Fashion First, Whatever the Size




BETH DITTO was livid. Topshop, the fast-fashion chain, had approached Ms. Ditto, the outsize lead singer with the punk band Gossip, and a favorite mascot of the fashion world, to perform at its flagship store in London. Blowups of her heart-shaped face and rotund form would be on display.

But Ms. Ditto, who happily flaunts what the British like to call her “wobbly bits,” was having none of it. “I don’t think it’s fair to put my face somewhere where they would never let me in there to wear their clothes,” she complained on a blog. If the chain hoped to capitalize on her grooviness, she wrote, why not accord her the same status it does Kate Moss, and let her create a “big girl” line for Topshop.

“Give me the job,” Ms. Ditto demanded. “I want to design.”

Her message, flung down like a gauntlet, reached the ears of the Arcadia Group, the parent company of Topshop. This month, a couple of years after Ms. Ditto’s sound off, Arcadia plans to unveil a collection that Ms. Ditto designed for Evans, the company’s plus-size division. Available in the United States on the Web, it highlights cutting-edge looks like a corset dress and a cropped biker jacket.

The collection is the latest in an outpouring of fashions aimed at trend-driven, round-figured teenagers and young women, a population that has long echoed Ms. Ditto’s complaint that it is ignored by most merchants and brands.

“Up to now it’s been difficult to provide adequate fashion content to a large-sized customer,” said Jeff Van Sinderen, a retail analyst at B. Riley, a research and investment firm. The woman of size, as she is euphemistically known, “still wants to wear the same clothes as her slimmer counterparts,” he added.

Other stores and designers have picked up the message. Forever 21, a purveyor of cheap chic, introduced its plus-size line, Faith 21, this spring. Target recently began offering Pure Energy, exuberantly patterned dresses and tops for young women. Those follow hip niche labels like Karen Kane and Kiyonna, which are sold at boutiques.

### DATA PROVIDED
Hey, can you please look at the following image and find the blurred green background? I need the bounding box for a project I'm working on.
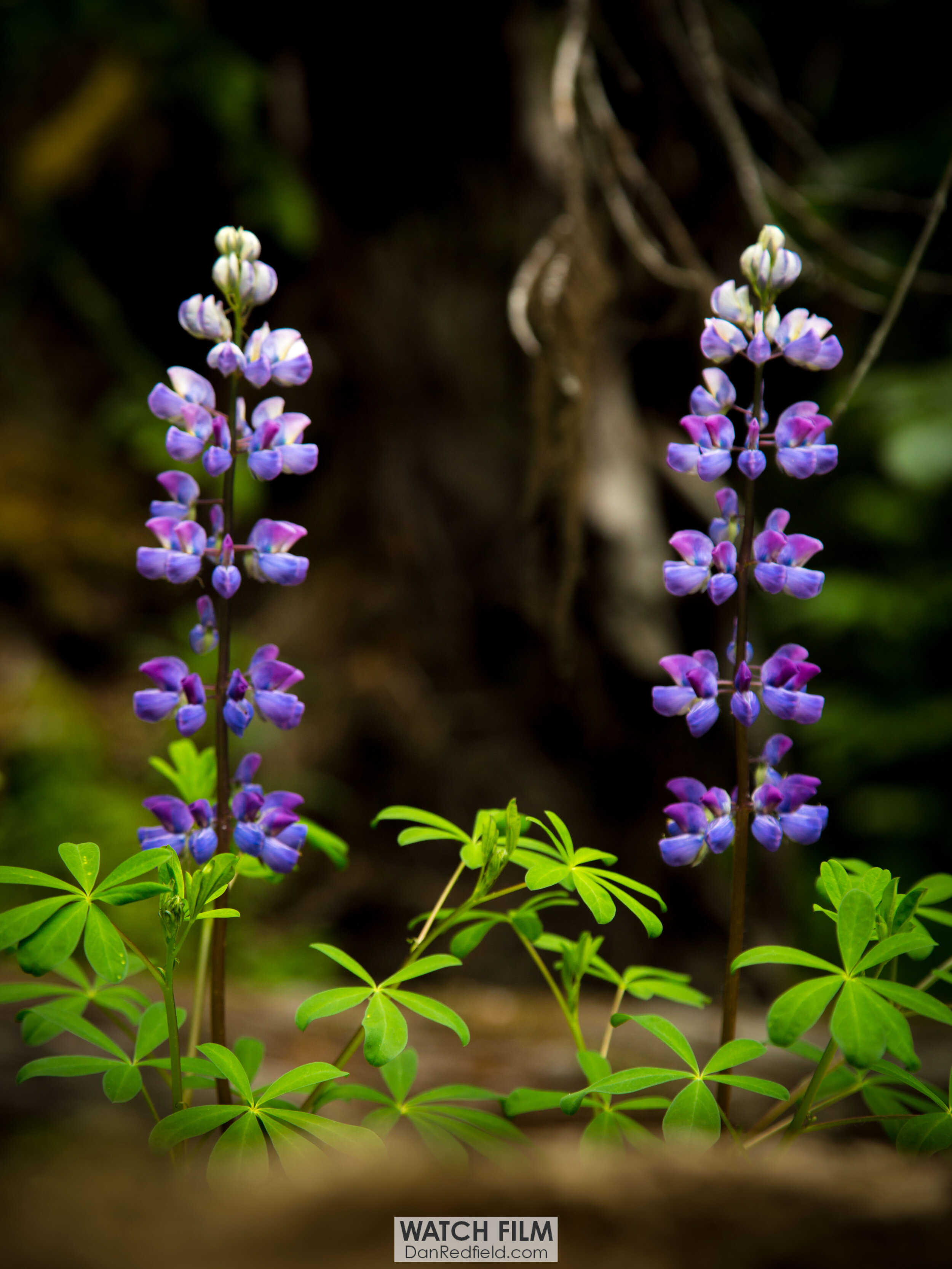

### PROMPT 1
In the plus-size fashion article, what is the name of the Arcadia division for which Ms. Ditto designed a collection?
### PROMPT 2
Please rewrite the plus-size fashion article from "Fashion First, Whatever" up to and including "line for Topshop.", changing "livid" to "furious".

### WRITTEN RESPONSE 1
Evans, the company's plus-size division.

### WRITTEN RESPONSE 2
Fashion First, Whatever the Size




BETH DITTO was furious. Topshop, the fast-fashion chain, had approached Ms. Ditto, the outsize lead singer with the punk band Gossip, and a favorite mascot of the fashion world, to perform at its flagship store in London. Blowups of her heart-shaped face and rotund form would be on display.

But Ms. Ditto, who happily flaunts what the British like to call her “wobbly bits,” was having none of it. “I don’t think it’s fair to put my face somewhere where they would never let me in there to wear their clothes,” she complained on a blog. If the chain hoped to capitalize on her grooviness, she wrote, why not accord her the same status it does Kate Moss, and let her create a “big girl” line for Topshop.